• **PROBLEM**:
Count how many lines in the rows below contain the string "turnout", matching case exactly. Reply with that number alone.

• **Excerpts of labeled region data**:
•••••

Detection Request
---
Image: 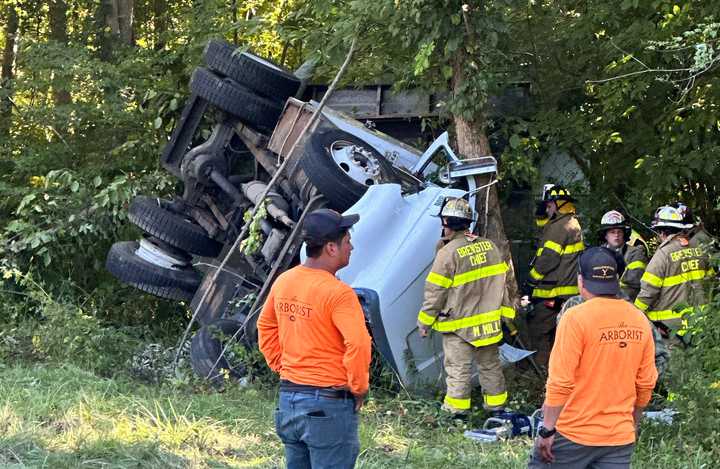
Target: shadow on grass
[0,435,248,469]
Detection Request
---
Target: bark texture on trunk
[452,57,520,309]
[0,5,20,138]
[103,0,135,46]
[153,0,168,50]
[48,0,72,105]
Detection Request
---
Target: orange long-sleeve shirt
[257,265,371,394]
[545,297,657,446]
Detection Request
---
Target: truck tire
[105,241,200,300]
[203,40,300,104]
[190,67,282,131]
[190,319,247,386]
[128,196,222,257]
[300,129,397,212]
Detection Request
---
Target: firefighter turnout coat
[418,233,515,347]
[530,213,585,299]
[620,243,648,301]
[635,234,714,327]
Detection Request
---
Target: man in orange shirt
[528,247,657,469]
[258,209,371,469]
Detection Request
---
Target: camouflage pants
[443,333,507,413]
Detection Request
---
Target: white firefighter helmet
[651,205,693,230]
[440,197,473,221]
[599,210,630,236]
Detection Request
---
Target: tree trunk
[48,0,72,106]
[452,58,520,309]
[0,4,19,140]
[153,0,168,50]
[102,0,135,46]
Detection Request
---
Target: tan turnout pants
[527,301,558,370]
[443,333,507,413]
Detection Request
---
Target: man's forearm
[543,404,565,430]
[633,406,645,429]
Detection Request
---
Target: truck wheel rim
[330,140,381,186]
[135,238,187,270]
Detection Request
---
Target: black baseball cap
[302,208,360,246]
[579,247,620,295]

•••••

• **COMPLETED EXERCISE**:
2